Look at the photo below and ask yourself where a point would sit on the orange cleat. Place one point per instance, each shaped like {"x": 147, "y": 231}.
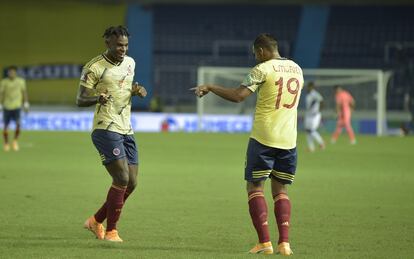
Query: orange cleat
{"x": 284, "y": 249}
{"x": 113, "y": 236}
{"x": 96, "y": 228}
{"x": 265, "y": 248}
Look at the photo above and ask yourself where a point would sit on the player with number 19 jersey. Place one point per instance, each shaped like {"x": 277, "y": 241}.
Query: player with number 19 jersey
{"x": 278, "y": 83}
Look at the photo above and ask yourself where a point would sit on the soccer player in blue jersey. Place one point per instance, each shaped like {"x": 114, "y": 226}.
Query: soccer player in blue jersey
{"x": 107, "y": 83}
{"x": 271, "y": 151}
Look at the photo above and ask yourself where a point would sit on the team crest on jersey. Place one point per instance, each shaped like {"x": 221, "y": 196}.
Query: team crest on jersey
{"x": 129, "y": 70}
{"x": 116, "y": 151}
{"x": 84, "y": 76}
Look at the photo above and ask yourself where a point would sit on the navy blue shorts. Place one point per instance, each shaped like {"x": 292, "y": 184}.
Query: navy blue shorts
{"x": 11, "y": 115}
{"x": 263, "y": 162}
{"x": 113, "y": 146}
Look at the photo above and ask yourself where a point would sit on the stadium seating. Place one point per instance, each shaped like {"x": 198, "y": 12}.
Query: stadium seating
{"x": 186, "y": 37}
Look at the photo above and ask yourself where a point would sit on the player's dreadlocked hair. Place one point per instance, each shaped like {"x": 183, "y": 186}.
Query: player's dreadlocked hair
{"x": 266, "y": 41}
{"x": 115, "y": 30}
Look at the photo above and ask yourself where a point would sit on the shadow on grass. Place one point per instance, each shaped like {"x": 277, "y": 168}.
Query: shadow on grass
{"x": 75, "y": 243}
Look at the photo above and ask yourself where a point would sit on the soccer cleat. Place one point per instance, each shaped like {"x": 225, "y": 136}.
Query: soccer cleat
{"x": 284, "y": 249}
{"x": 96, "y": 228}
{"x": 113, "y": 236}
{"x": 15, "y": 145}
{"x": 265, "y": 248}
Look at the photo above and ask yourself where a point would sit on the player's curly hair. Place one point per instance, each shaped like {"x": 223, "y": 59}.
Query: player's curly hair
{"x": 266, "y": 41}
{"x": 116, "y": 31}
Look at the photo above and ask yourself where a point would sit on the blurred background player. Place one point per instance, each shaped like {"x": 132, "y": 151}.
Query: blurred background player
{"x": 13, "y": 95}
{"x": 271, "y": 150}
{"x": 313, "y": 117}
{"x": 106, "y": 82}
{"x": 344, "y": 105}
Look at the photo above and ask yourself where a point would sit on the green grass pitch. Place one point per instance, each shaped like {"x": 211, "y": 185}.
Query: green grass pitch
{"x": 347, "y": 201}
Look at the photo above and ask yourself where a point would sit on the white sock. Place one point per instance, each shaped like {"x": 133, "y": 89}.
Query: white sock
{"x": 317, "y": 137}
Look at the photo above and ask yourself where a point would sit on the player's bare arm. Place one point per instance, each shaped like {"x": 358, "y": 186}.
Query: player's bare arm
{"x": 86, "y": 97}
{"x": 231, "y": 94}
{"x": 138, "y": 90}
{"x": 26, "y": 104}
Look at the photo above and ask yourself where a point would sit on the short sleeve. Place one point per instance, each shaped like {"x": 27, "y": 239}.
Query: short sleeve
{"x": 89, "y": 77}
{"x": 254, "y": 79}
{"x": 23, "y": 85}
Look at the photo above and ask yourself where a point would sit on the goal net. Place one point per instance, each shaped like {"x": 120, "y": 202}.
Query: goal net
{"x": 367, "y": 86}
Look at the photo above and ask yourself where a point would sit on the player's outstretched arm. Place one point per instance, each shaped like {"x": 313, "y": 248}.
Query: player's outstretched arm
{"x": 86, "y": 97}
{"x": 231, "y": 94}
{"x": 138, "y": 90}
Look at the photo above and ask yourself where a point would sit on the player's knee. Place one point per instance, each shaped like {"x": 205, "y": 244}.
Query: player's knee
{"x": 132, "y": 184}
{"x": 255, "y": 186}
{"x": 122, "y": 178}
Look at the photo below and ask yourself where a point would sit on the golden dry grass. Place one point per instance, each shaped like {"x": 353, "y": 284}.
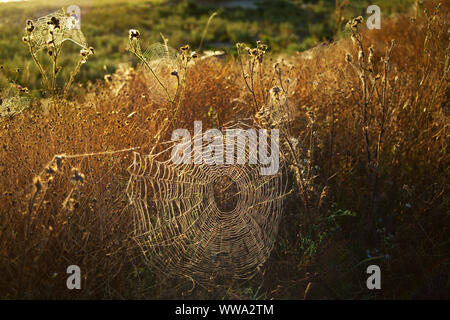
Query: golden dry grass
{"x": 405, "y": 191}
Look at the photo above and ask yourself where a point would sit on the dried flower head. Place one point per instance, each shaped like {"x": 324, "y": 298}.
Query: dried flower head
{"x": 37, "y": 183}
{"x": 77, "y": 176}
{"x": 30, "y": 26}
{"x": 134, "y": 34}
{"x": 348, "y": 57}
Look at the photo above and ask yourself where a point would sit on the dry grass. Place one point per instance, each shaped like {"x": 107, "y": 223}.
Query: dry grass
{"x": 396, "y": 185}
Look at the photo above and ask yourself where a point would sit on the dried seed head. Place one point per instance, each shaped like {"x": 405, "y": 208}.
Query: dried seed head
{"x": 108, "y": 78}
{"x": 348, "y": 57}
{"x": 134, "y": 34}
{"x": 30, "y": 26}
{"x": 84, "y": 53}
{"x": 54, "y": 22}
{"x": 37, "y": 183}
{"x": 311, "y": 116}
{"x": 77, "y": 176}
****************
*Requirements*: Could you turn all of the material above into a numbered list, skipping blank lines and leaving the pictures out?

*Finished exercise*:
1. Look at the photo below and ask yourself where a point would sit on the orange cleat. Place one point per instance, each shaped like {"x": 147, "y": 231}.
2. Query: orange cleat
3. {"x": 284, "y": 249}
4. {"x": 113, "y": 236}
5. {"x": 96, "y": 228}
6. {"x": 265, "y": 248}
7. Look at the photo above and ask yourself where a point would sit on the player with number 19 jersey. Place one point per instance, each shaped like {"x": 277, "y": 241}.
8. Query: player with number 19 jersey
9. {"x": 278, "y": 83}
10. Look at the photo above and ask yourself where a point would sit on the soccer player in blue jersey. Place one point per instance, each shaped like {"x": 114, "y": 226}.
11. Query: soccer player in blue jersey
12. {"x": 107, "y": 83}
13. {"x": 271, "y": 151}
14. Look at the photo above and ask yourself where a point would sit on the team crest on jersey. Place one point per instance, each shaped like {"x": 221, "y": 196}.
15. Query: team crest on jersey
16. {"x": 129, "y": 70}
17. {"x": 116, "y": 151}
18. {"x": 84, "y": 76}
19. Look at the photo above and ask yourself where a point would sit on the navy blue shorts. Place one point per instance, each shaped like {"x": 292, "y": 184}.
20. Query: navy blue shorts
21. {"x": 11, "y": 115}
22. {"x": 263, "y": 162}
23. {"x": 113, "y": 146}
24. Look at the photo above and ask yourself where a point would sit on the stadium seating. Place one point per instance, each shaped like {"x": 198, "y": 12}.
25. Query: stadium seating
26. {"x": 186, "y": 37}
27. Look at the photo above and ask yourself where a point would sit on the player's dreadlocked hair. Place one point per instance, each shaped like {"x": 183, "y": 186}.
28. Query: player's dreadlocked hair
29. {"x": 266, "y": 41}
30. {"x": 115, "y": 30}
31. Look at the photo above and ask yourself where a point would sit on the shadow on grass. Place one point per instance, each shaped like {"x": 277, "y": 168}.
32. Query: shadow on grass
33. {"x": 75, "y": 243}
34. Look at the photo above and ask yourself where a point would sit on the soccer cleat. Place one point per instance, each shaped like {"x": 225, "y": 136}.
35. Query: soccer cleat
36. {"x": 284, "y": 249}
37. {"x": 96, "y": 228}
38. {"x": 113, "y": 236}
39. {"x": 15, "y": 145}
40. {"x": 265, "y": 248}
41. Look at the photo above and ask yourself where a point would sit on the player's curly hair. Place one point per instance, each shaped like {"x": 223, "y": 59}.
42. Query: player's curly hair
43. {"x": 266, "y": 41}
44. {"x": 116, "y": 31}
45. Look at the photo above and ask yourself where a point would sit on the blurred background player. Place one point per instance, each shaped like {"x": 132, "y": 151}.
46. Query: blurred background player
47. {"x": 13, "y": 95}
48. {"x": 271, "y": 150}
49. {"x": 313, "y": 117}
50. {"x": 106, "y": 82}
51. {"x": 344, "y": 105}
52. Look at the photo above and ask yourself where a point would sit on the green grass pitch. Place one point per instance, each shaped like {"x": 211, "y": 185}.
53. Query: green grass pitch
54. {"x": 347, "y": 201}
55. Look at the photo above and ask yourself where a point would sit on the white sock. Place one point per instance, each shaped like {"x": 133, "y": 89}.
56. Query: white sock
57. {"x": 317, "y": 137}
58. Look at the photo above and ask yourself where a point would sit on the player's bare arm. Place one point per instance, each shaped like {"x": 358, "y": 186}.
59. Query: player's bare arm
60. {"x": 86, "y": 97}
61. {"x": 231, "y": 94}
62. {"x": 138, "y": 90}
63. {"x": 26, "y": 104}
64. Look at the photo above and ask yourself where a point would sit on the short sleeve. Place one point per instance, each shaped like {"x": 27, "y": 239}.
65. Query: short sleeve
66. {"x": 89, "y": 77}
67. {"x": 254, "y": 79}
68. {"x": 23, "y": 85}
69. Look at the photo above and ask yourself where a point would sit on the goal net. Place one point per instance, each shaped like {"x": 120, "y": 202}.
70. Query: goal net
71. {"x": 367, "y": 86}
72. Look at the photo above and ask yourself where a point would sit on the player's outstretched arm. Place one point per instance, each shaped like {"x": 313, "y": 248}.
73. Query: player's outstretched arm
74. {"x": 86, "y": 97}
75. {"x": 231, "y": 94}
76. {"x": 138, "y": 90}
77. Look at the photo above and ask yourself where a point would sit on the player's knee. Place one point per instance, each shaped like {"x": 205, "y": 244}.
78. Query: player's knee
79. {"x": 132, "y": 184}
80. {"x": 255, "y": 186}
81. {"x": 122, "y": 178}
82. Look at the photo below and ask yourself where a point would sit on the golden dry grass. Place one point per instance, each shaped like {"x": 353, "y": 284}.
83. Query: golden dry grass
84. {"x": 405, "y": 191}
85. Look at the photo above and ask yourself where a point would sit on the dried flower head. Place one point per instance, each shaped like {"x": 324, "y": 298}.
86. Query: dried flower head
87. {"x": 37, "y": 183}
88. {"x": 77, "y": 176}
89. {"x": 30, "y": 26}
90. {"x": 134, "y": 34}
91. {"x": 348, "y": 57}
92. Look at the photo above and ask yourself where a point would sit on the dry grass. Place one point per instance, each shaped like {"x": 107, "y": 223}.
93. Query: dry grass
94. {"x": 396, "y": 185}
95. Look at the photo above and ask yourself where a point would sit on the dried seed head. Place one point per instance, each shaped like {"x": 405, "y": 208}.
96. Query: dried seed head
97. {"x": 108, "y": 78}
98. {"x": 348, "y": 57}
99. {"x": 134, "y": 34}
100. {"x": 30, "y": 26}
101. {"x": 84, "y": 53}
102. {"x": 54, "y": 22}
103. {"x": 37, "y": 183}
104. {"x": 311, "y": 116}
105. {"x": 77, "y": 176}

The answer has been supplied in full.